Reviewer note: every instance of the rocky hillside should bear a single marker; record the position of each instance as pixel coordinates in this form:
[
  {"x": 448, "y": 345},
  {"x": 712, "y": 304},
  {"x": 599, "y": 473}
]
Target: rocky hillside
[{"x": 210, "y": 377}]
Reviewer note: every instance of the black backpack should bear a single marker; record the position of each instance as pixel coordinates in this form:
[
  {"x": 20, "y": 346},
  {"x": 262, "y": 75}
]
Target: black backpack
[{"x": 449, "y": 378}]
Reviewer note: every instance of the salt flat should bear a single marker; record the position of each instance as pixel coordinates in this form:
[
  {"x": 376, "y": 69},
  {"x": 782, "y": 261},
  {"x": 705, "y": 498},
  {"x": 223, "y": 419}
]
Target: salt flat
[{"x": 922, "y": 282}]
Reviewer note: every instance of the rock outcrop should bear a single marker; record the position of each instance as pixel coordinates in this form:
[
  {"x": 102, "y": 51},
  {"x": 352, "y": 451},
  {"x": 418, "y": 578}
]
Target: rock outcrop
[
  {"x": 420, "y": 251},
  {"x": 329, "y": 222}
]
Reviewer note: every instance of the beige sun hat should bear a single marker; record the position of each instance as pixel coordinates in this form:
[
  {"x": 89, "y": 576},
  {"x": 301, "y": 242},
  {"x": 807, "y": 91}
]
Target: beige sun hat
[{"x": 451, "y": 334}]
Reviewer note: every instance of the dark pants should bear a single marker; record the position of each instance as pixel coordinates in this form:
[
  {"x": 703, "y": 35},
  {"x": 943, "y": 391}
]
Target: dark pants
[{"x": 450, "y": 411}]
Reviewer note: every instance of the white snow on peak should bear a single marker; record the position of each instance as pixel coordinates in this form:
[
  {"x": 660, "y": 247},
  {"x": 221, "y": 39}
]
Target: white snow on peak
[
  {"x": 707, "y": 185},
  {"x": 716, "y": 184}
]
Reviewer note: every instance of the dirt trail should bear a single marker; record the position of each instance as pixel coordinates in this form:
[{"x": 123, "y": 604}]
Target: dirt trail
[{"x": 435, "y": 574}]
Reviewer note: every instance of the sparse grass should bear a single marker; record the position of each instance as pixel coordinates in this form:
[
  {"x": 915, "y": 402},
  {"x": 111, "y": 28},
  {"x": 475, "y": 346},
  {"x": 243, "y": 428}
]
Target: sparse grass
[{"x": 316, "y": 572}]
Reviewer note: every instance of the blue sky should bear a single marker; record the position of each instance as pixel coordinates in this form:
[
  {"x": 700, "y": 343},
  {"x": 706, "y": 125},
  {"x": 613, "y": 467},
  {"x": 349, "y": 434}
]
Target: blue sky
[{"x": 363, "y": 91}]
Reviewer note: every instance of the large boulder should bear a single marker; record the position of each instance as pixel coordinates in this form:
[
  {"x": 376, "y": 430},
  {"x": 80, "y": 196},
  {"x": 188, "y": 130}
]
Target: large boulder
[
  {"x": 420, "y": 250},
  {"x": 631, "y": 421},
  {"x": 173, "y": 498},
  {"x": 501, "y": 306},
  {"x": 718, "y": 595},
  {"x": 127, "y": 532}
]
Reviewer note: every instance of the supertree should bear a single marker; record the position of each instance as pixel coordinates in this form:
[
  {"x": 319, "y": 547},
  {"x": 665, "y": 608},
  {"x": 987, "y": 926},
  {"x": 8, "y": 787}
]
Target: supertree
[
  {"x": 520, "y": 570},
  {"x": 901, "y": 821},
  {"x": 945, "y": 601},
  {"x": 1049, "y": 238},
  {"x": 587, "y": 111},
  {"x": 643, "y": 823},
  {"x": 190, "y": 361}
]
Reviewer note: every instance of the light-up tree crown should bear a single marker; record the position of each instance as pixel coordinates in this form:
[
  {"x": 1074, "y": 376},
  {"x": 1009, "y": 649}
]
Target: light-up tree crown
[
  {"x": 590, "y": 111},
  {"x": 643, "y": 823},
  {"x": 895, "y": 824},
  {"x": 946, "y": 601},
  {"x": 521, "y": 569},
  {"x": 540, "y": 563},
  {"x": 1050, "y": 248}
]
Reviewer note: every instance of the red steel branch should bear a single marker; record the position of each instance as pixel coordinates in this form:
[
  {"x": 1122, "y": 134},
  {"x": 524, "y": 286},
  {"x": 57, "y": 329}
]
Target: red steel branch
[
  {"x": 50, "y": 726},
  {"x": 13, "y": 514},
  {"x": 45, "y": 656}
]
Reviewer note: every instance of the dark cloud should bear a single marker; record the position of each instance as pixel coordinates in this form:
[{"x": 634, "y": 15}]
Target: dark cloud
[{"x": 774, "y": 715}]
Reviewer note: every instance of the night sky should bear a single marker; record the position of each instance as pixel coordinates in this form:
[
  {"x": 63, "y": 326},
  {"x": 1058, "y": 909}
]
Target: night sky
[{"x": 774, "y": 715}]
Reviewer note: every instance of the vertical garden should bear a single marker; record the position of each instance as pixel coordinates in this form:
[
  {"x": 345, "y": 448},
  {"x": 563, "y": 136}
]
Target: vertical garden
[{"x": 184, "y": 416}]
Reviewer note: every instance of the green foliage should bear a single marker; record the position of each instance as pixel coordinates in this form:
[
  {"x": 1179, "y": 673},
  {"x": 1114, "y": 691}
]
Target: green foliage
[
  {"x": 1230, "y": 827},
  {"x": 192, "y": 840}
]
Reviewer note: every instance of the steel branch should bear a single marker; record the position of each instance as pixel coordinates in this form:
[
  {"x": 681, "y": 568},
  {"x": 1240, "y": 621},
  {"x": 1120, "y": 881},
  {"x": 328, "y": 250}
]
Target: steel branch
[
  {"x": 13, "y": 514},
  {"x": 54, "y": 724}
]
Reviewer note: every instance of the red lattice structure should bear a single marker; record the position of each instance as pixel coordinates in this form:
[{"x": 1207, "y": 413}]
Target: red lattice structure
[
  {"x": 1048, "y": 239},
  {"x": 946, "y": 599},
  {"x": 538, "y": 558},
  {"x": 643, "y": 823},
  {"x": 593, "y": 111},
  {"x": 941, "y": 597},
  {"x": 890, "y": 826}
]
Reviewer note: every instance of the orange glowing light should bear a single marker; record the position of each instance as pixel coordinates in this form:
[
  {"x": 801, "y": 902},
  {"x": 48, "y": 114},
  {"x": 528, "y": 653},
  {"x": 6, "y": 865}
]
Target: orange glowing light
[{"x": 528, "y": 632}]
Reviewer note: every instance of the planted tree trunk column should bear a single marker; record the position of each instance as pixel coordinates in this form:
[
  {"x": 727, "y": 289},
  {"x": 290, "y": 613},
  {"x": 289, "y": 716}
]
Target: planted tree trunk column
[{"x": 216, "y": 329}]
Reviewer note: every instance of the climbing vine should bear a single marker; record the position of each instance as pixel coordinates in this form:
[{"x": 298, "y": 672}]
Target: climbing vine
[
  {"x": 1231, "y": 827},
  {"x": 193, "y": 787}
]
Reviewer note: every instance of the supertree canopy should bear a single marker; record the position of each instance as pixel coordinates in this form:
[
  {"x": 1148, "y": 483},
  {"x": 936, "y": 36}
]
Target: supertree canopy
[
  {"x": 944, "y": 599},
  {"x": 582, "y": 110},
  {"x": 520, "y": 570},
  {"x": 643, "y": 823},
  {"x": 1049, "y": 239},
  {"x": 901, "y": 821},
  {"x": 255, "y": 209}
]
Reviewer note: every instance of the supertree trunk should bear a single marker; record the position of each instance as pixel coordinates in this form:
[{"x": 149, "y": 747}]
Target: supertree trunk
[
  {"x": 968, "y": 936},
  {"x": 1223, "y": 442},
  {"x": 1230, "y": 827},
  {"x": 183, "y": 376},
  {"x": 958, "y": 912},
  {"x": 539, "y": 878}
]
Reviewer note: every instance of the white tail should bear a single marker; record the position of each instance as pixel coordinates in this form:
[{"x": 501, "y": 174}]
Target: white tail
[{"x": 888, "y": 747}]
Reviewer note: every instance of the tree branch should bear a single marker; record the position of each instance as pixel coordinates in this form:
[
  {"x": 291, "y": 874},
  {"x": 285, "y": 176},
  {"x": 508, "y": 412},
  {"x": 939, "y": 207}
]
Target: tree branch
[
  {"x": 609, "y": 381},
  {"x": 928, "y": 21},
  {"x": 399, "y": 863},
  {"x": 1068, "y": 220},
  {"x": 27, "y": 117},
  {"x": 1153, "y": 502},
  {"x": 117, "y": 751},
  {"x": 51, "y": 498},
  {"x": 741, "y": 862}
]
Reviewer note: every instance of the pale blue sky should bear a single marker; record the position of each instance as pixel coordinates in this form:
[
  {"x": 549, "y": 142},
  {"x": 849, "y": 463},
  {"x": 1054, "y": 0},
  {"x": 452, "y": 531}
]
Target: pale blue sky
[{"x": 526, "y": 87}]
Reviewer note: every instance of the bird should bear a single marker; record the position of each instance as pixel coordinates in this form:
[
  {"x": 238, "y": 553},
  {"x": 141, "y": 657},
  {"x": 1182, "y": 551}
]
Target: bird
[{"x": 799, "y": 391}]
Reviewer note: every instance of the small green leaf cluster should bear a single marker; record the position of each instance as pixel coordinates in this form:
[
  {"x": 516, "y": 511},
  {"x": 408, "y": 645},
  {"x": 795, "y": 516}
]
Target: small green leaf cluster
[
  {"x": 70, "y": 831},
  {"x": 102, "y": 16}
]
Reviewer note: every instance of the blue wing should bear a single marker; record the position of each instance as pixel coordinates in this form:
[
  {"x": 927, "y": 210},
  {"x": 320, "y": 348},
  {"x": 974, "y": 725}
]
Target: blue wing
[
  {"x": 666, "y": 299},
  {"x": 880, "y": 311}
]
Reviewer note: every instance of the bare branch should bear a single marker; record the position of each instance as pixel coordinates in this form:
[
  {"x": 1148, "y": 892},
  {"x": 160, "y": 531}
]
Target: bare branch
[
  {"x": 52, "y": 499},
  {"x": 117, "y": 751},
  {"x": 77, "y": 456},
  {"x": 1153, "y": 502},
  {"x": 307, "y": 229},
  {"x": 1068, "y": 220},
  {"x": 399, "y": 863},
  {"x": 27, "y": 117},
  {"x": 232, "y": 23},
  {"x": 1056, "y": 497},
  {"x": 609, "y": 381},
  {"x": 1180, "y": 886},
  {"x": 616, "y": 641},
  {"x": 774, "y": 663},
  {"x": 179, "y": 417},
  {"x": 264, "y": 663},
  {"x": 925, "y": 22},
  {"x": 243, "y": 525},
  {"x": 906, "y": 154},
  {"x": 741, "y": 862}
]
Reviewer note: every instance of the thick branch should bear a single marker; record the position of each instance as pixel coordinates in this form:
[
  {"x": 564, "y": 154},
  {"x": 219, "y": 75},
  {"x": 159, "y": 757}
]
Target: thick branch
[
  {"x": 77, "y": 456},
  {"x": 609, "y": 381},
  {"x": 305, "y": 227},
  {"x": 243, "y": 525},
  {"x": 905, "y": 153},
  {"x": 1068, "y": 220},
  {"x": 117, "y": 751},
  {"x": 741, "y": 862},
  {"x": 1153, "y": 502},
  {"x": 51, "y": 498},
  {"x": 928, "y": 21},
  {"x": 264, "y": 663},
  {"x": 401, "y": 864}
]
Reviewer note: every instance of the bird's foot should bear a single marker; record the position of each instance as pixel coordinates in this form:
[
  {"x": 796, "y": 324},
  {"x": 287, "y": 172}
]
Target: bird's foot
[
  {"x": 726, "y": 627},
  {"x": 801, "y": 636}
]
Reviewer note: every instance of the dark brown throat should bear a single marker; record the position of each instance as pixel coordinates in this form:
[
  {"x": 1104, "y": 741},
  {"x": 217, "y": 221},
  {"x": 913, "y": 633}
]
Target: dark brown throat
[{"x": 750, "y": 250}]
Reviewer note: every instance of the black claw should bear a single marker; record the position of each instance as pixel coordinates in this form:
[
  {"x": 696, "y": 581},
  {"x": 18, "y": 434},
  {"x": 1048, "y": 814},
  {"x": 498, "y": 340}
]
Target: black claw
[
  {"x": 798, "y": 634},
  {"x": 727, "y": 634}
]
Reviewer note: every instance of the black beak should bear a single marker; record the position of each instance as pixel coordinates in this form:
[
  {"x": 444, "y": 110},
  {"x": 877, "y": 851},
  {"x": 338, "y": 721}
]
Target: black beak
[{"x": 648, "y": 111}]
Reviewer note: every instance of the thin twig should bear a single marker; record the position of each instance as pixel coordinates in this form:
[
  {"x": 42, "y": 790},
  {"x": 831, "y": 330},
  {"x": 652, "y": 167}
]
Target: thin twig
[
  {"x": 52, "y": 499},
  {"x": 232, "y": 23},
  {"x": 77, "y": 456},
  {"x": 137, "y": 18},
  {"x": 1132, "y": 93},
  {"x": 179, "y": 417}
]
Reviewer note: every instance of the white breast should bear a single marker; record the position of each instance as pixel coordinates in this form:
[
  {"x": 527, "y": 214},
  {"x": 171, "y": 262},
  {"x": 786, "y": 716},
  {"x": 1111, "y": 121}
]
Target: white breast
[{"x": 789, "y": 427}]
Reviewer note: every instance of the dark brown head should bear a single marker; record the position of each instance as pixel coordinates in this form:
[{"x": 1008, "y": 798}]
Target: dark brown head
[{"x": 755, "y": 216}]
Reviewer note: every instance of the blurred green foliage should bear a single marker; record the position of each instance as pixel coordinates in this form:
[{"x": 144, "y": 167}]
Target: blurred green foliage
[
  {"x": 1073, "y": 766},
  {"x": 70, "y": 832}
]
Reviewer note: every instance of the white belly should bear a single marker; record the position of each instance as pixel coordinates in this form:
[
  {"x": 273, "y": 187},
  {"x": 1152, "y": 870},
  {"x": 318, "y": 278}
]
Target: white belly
* * * * *
THE PROBLEM: Nothing but the lines from the one with "Reviewer note: every instance of the dark brown head" through the end of the data above should be repeated, each exactly as it stands.

REPLY TO THE EXERCISE:
Reviewer note: every instance of the dark brown head should bear a single marker; record the position of each instance as pixel coordinates in this form:
[{"x": 1008, "y": 798}]
Target: dark brown head
[{"x": 755, "y": 216}]
Reviewer note: every instance of the blurred green foliage should bear a single marker; record the position of each instance as pixel coordinates in this form:
[{"x": 144, "y": 167}]
Target: blurred green foliage
[
  {"x": 1073, "y": 766},
  {"x": 70, "y": 832}
]
Reviewer note: every instance of the white belly should bear a single marker; record the position of each instance as pixel coordinates in this form:
[
  {"x": 273, "y": 187},
  {"x": 1152, "y": 870},
  {"x": 318, "y": 278}
]
Target: white belly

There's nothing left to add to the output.